** Information given **
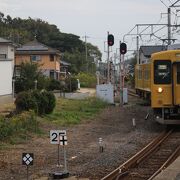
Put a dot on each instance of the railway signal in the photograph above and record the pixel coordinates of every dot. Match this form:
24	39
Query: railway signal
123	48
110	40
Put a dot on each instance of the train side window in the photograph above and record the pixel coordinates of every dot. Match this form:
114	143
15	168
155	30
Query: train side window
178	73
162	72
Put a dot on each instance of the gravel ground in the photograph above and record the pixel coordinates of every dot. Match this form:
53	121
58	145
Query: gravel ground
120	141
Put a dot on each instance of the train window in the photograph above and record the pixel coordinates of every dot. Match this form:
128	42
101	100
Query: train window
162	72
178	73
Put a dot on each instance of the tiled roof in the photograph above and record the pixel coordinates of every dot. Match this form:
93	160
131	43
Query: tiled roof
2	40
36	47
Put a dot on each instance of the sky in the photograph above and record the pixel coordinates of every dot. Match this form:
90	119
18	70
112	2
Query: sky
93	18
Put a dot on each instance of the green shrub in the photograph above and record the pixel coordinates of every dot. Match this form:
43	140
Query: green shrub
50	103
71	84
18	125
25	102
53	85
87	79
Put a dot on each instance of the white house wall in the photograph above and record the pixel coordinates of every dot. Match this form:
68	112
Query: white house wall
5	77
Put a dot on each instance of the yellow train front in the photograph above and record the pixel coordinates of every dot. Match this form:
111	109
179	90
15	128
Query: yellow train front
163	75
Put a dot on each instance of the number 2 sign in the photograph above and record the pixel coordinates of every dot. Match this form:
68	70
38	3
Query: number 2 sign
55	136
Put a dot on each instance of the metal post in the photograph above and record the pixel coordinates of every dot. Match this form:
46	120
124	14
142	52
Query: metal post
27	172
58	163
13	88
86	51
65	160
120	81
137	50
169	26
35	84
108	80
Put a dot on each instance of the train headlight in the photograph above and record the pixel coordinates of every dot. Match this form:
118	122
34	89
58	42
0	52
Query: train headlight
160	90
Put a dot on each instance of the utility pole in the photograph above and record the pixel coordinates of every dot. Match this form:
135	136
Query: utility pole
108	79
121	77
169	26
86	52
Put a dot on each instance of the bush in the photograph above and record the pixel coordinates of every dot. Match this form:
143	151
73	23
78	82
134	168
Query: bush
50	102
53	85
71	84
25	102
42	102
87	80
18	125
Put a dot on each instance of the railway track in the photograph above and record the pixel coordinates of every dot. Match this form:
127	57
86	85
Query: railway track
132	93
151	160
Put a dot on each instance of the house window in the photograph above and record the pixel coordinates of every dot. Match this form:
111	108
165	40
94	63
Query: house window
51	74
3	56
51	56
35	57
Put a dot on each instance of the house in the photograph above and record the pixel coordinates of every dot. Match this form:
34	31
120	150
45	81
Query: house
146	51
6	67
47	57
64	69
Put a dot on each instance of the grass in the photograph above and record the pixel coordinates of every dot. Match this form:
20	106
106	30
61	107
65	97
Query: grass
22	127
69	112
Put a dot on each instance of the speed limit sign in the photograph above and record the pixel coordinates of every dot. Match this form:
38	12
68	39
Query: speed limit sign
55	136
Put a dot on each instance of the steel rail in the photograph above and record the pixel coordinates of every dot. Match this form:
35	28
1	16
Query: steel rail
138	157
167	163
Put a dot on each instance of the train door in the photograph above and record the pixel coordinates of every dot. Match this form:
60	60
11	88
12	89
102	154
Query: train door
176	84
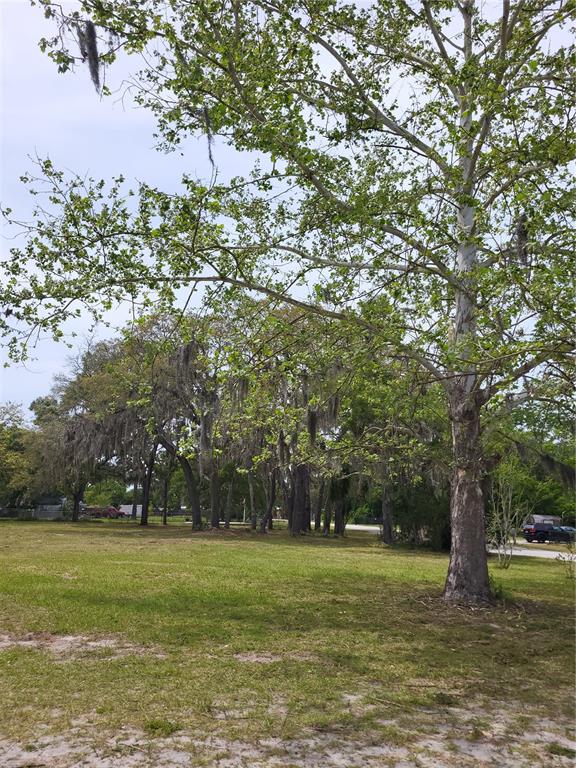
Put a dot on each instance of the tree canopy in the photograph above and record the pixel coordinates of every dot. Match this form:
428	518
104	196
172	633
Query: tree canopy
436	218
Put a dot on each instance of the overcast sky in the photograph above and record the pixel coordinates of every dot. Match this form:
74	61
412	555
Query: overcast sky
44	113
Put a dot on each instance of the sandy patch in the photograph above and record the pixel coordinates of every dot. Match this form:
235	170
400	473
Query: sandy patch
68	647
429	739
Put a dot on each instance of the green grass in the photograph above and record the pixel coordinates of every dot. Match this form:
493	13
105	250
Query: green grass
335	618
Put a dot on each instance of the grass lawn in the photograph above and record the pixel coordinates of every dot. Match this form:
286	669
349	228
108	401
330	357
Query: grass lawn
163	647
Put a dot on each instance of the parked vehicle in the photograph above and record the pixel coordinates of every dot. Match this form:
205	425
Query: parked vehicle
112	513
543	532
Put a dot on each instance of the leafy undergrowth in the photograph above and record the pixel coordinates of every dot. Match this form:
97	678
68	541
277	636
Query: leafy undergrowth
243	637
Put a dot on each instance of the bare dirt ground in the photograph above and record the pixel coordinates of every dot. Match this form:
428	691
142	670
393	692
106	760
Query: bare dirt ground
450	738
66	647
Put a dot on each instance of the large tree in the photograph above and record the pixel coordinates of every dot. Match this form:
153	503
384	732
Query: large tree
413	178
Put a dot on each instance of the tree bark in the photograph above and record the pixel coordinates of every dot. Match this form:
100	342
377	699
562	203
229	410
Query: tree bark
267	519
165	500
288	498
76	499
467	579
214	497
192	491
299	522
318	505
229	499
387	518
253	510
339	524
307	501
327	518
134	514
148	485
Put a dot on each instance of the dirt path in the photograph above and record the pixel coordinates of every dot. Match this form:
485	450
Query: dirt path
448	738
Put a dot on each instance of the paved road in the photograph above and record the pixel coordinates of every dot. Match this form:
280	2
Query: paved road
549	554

** Your instructions **
Repeat the line that contains "Put a dot on each instance of the tree bark", then every line after it until the records end, with nothing added.

** The solution **
Put a dot on each instance of the tree bark in the photograph above and record the pixel coordinates of every dot. Match this form:
100	342
377	699
562	203
229	410
Query: tree bark
267	519
165	500
288	498
76	499
467	579
214	497
192	491
299	522
318	505
229	499
387	518
253	510
339	524
307	501
327	518
134	514
148	485
Put a dot on each instance of the dirt path in the photograph above and record the pixel coordinates of every dot. Match this form:
485	450
Query: dirt path
448	738
Put a dot on each instance of the paved road in the photograph above and record the pixel coordinates of every dot. Match this form:
280	2
Query: paved road
549	554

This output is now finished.